Feeding the Cownose Rays

A cownose ray moves forward to take a squid from me.

On my Marine Biologist Day at the London Aquarium, I fed a number of animals, including the school of Cownose Rays living in the large tank at the aquarium. Living in the tank there are a selection of turtles, smaller sharks and guitarfish, as well as these amazing rays. Monica, Pete and I went above the large tank, to where an open top revealed the all of the aquaria below us. Using a long stick, I held out squids for the enthusiastic rays, who surfaced in order to take the food, sometimes squabbling over it. Monica and I made sure that all of the rays got some food, while Pete fed the sharks, and very soon there was no squid left. The turtles in the tank came to eat the squid too, but since they are not meant to eat meat, I had to avoid letting them take away squids.
....................
_APPLY WHAT YOU READ_
1. From the account of feeding the cownose rays, print the passage from "On my Marine" up to and including "take away squids.".
2. In the account of feeding the cownose rays, who fed the sharks?
....................
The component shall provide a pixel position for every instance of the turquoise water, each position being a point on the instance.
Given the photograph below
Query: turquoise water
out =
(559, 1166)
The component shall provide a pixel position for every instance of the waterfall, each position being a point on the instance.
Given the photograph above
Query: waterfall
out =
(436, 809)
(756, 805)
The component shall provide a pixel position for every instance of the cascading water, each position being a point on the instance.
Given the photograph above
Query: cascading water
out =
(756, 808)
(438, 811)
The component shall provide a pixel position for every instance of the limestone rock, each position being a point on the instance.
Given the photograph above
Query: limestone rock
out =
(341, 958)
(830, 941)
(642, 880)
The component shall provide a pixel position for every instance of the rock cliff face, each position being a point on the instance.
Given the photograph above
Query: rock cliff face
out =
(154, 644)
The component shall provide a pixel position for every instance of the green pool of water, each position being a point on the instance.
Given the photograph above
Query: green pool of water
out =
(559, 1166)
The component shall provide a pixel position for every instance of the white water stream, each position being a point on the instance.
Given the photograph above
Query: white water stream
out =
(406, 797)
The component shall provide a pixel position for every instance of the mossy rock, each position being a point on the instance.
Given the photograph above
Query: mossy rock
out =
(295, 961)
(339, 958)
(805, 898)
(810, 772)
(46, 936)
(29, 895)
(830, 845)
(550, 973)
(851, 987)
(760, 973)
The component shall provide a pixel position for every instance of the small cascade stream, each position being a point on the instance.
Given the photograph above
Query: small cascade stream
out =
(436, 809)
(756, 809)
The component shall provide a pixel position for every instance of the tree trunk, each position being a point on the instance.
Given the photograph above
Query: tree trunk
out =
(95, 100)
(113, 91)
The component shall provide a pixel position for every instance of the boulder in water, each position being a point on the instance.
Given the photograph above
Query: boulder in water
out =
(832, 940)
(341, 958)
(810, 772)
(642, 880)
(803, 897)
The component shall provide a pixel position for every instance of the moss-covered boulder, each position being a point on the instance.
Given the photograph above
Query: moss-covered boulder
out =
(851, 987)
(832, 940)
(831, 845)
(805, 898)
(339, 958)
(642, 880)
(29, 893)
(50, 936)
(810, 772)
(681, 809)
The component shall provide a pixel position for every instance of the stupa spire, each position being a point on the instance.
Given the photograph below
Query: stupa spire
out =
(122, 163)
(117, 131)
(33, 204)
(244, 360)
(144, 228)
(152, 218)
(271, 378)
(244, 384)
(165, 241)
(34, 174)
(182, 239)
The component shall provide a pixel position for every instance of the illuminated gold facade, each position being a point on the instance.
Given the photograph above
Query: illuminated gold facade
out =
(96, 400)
....................
_ANSWERS_
1.
On my Marine Biologist Day at the London Aquarium, I fed a number of animals, including the school of Cownose Rays living in the large tank at the aquarium. Living in the tank there are a selection of turtles, smaller sharks and guitarfish, as well as these amazing rays. Monica, Pete and I went above the large tank, to where an open top revealed the all of the aquaria below us. Using a long stick, I held out squids for the enthusiastic rays, who surfaced in order to take the food, sometimes squabbling over it. Monica and I made sure that all of the rays got some food, while Pete fed the sharks, and very soon there was no squid left. The turtles in the tank came to eat the squid too, but since they are not meant to eat meat, I had to avoid letting them take away squids.

2. Pete